● **REQUIRED ACTION**:
Set down the part of the Champagne harvest article below word for word, everything from "The Comité Interprofessionel" down to "acres lost entirely.".

● **PROVIDED PASSAGE**:
Start of Block
Producers in France’s Champagne region concluded this year’s harvest with a big sigh of relief. The 2021 growing season was one of the region’s most challenging in decades, dogged by frost, mildew and hail. But all is not lost, leading Champagne houses and growers insist. The reduced crop that they were able to harvest still shows outstanding potential.
The Comité Interprofessionel du Vin de Champagne (CIVC), Champagne’s governing trade body, announced the official start of harvest and picking Sept. 6. At the same time, the organization released a devastating series of statistics: Frost destroyed an estimated 30 percent of Champagne’s 2021 crop in April and early May, mildew reduced the potential harvest an additional 25 to 30 percent, and hail damage struck 1,235 acres of vineyards, about 1.5 percent of the region’s total acreage, with roughly half of the crop among those 1,200-plus acres lost entirely.
“This year has been quite complicated,” said Mathilde Margaine, who works with her father, owner and winemaker for the family’s A. Margaine, based in Villers-Marmery. She noted that several nights of frost that hit vineyards throughout France in April were not as impactful to all of Champagne, because most vines had not experienced budbreak yet in the region’s northern subzones. But in the Aube subregion, the most southern portion of Champagne, the vines were already well-developed when several nights of frost between the second week of April and first week of May decimated the young buds.
“After [the frost], the nightmare really started,” said Margaine, describing hail in May and June that damaged and destroyed vines in some parts of Champagne, including two plots that Margaine owns in Trépail. Other areas were completely spared.
Next steady rains promoted the development of disease, particularly downy mildew, across the region. “We had a lot of rain and storms in spring and early summer,” said Jean-Baptiste Lécaillon, chef de caves for Louis Roederer. “[As a result, we] developed the highest downy mildew pressure in Champagne since 1958!”
End of Block
● **Region descriptions in natural language**:
Start of Block
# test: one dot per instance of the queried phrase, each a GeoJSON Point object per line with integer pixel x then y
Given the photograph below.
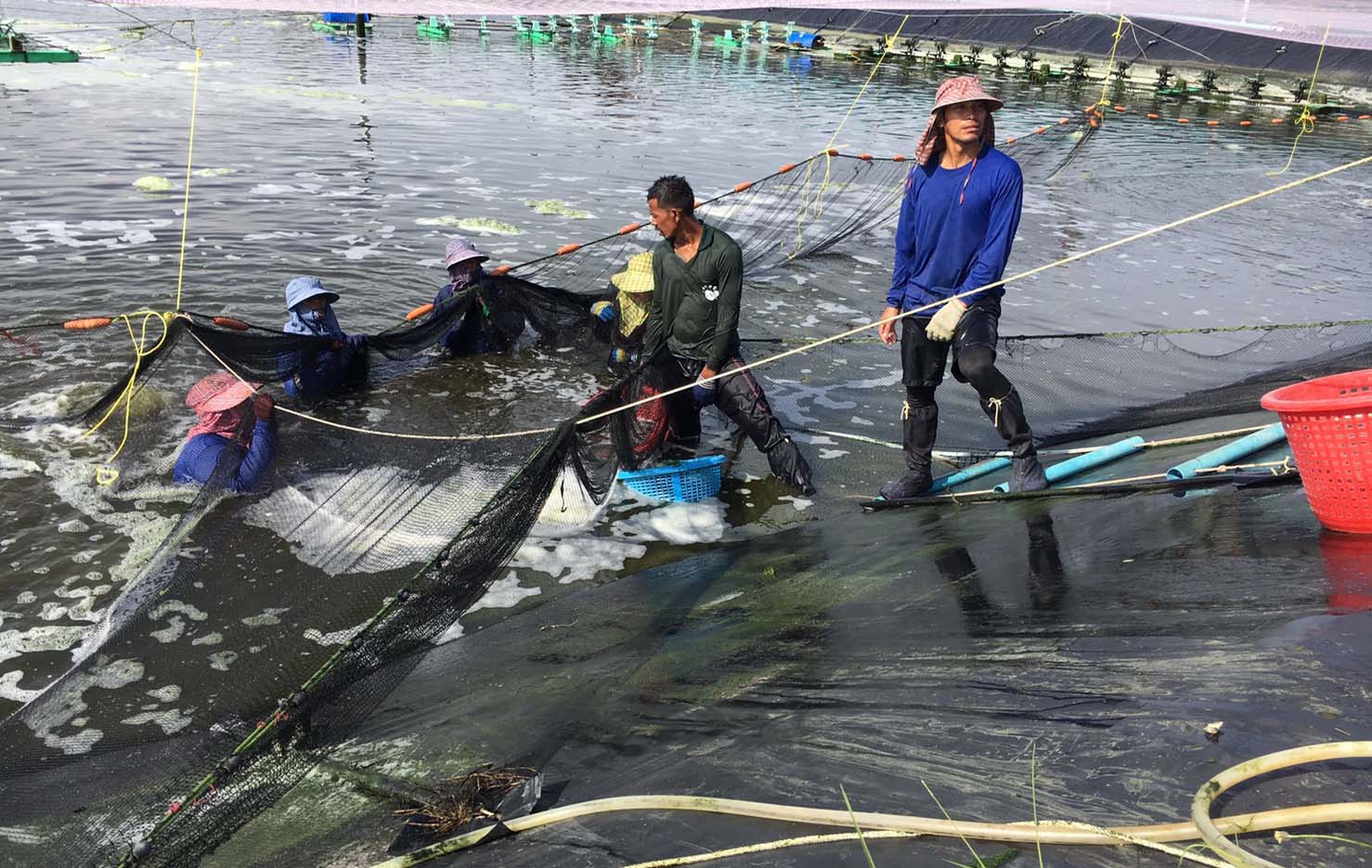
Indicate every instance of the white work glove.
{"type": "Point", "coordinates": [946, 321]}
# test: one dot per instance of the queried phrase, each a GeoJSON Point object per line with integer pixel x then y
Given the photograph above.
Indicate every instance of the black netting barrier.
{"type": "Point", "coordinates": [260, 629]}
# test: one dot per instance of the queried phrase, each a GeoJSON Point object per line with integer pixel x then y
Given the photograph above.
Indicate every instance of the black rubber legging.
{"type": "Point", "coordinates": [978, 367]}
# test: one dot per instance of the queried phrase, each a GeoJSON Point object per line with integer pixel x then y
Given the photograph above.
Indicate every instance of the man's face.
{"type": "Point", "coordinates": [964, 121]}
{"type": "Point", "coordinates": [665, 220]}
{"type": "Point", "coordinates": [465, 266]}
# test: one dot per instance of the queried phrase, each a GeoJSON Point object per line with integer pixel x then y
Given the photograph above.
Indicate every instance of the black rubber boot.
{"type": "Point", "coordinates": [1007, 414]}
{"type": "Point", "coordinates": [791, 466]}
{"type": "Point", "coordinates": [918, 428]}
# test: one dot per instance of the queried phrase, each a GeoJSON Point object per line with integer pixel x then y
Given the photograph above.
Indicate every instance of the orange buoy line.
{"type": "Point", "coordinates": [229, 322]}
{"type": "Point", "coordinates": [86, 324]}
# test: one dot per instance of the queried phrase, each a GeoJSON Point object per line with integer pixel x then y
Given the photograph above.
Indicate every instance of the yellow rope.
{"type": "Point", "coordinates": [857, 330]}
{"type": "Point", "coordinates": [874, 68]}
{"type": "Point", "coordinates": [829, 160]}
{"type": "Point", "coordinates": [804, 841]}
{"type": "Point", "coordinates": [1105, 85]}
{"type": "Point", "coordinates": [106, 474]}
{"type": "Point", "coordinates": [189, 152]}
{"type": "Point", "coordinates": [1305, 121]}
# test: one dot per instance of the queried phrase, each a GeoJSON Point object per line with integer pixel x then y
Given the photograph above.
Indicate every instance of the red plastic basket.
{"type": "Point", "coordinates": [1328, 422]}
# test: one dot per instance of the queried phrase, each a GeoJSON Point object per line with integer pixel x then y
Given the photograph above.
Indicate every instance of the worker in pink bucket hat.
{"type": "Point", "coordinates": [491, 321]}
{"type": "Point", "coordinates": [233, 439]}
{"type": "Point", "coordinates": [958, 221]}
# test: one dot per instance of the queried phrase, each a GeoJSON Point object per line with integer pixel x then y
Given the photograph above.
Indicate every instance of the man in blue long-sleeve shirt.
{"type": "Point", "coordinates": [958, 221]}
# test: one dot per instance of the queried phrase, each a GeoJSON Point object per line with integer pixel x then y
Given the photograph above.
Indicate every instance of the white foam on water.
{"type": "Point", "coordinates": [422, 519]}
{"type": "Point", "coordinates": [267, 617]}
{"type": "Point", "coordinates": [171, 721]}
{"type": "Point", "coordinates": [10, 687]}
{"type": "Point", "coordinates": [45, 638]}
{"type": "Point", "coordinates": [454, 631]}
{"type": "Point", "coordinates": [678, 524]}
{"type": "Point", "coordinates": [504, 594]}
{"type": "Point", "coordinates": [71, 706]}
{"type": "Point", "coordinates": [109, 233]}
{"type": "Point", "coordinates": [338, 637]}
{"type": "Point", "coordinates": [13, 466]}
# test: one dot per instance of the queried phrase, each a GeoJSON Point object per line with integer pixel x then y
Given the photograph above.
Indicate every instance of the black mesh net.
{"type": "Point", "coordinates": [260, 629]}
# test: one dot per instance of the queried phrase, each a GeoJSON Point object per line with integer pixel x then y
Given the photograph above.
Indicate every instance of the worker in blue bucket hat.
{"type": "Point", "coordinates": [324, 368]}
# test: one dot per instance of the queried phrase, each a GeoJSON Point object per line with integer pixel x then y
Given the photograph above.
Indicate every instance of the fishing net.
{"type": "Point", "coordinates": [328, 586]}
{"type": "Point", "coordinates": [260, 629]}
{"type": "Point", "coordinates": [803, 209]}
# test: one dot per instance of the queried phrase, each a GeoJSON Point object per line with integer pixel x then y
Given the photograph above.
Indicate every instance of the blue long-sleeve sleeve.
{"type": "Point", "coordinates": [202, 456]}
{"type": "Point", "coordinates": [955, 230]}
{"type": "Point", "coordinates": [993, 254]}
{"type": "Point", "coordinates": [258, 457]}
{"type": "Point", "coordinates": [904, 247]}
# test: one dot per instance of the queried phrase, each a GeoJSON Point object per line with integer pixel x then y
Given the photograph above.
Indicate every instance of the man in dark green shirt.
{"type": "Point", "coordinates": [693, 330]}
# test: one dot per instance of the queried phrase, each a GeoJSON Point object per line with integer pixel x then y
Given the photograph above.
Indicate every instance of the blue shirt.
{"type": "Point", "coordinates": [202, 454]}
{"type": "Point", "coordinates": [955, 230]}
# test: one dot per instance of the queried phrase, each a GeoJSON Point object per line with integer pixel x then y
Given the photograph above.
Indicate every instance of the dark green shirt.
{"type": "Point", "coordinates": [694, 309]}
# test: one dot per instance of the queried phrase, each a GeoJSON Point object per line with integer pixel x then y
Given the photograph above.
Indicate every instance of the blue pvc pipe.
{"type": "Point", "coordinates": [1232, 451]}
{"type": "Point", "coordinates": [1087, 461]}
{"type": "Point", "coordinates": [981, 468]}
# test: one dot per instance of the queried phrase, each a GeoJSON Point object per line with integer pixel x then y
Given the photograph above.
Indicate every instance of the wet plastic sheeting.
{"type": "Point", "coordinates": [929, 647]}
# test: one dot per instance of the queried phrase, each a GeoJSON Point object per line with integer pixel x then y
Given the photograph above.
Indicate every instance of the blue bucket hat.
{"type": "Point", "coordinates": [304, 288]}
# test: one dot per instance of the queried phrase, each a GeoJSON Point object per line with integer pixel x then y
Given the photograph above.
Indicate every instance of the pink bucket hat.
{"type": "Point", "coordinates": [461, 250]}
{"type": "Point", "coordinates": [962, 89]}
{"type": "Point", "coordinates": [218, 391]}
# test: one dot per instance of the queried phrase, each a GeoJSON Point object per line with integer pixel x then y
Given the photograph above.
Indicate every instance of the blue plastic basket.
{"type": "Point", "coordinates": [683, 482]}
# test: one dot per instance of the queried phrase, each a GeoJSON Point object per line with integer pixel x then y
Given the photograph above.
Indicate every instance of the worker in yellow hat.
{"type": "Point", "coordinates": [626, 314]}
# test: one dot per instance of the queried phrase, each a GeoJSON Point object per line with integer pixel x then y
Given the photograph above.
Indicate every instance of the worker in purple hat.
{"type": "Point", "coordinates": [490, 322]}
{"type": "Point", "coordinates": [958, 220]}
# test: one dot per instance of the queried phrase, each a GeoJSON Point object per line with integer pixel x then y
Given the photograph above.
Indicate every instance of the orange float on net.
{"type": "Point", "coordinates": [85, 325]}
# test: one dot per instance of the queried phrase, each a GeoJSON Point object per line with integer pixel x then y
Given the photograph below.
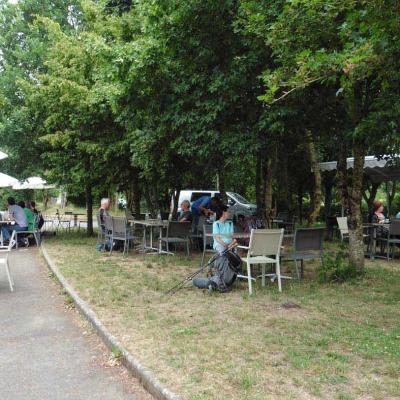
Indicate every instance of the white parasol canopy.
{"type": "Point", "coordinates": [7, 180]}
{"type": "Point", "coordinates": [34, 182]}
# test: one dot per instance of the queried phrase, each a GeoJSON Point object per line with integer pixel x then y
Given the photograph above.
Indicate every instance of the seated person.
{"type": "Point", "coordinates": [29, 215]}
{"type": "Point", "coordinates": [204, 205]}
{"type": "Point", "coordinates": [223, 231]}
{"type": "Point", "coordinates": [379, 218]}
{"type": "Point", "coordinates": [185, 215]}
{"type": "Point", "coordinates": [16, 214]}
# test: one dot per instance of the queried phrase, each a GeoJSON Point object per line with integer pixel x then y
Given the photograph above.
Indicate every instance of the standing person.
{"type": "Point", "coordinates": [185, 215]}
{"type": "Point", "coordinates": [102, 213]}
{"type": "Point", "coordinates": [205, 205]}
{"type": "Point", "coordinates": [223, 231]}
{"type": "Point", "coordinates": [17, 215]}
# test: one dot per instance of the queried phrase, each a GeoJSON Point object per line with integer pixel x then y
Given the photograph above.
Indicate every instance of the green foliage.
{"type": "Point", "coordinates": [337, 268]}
End of Block
● **EXERCISE SOLUTION**:
The Comité Interprofessionel du Vin de Champagne (CIVC), Champagne’s governing trade body, announced the official start of harvest and picking Sept. 6. At the same time, the organization released a devastating series of statistics: Frost destroyed an estimated 30 percent of Champagne’s 2021 crop in April and early May, mildew reduced the potential harvest an additional 25 to 30 percent, and hail damage struck 1,235 acres of vineyards, about 1.5 percent of the region’s total acreage, with roughly half of the crop among those 1,200-plus acres lost entirely.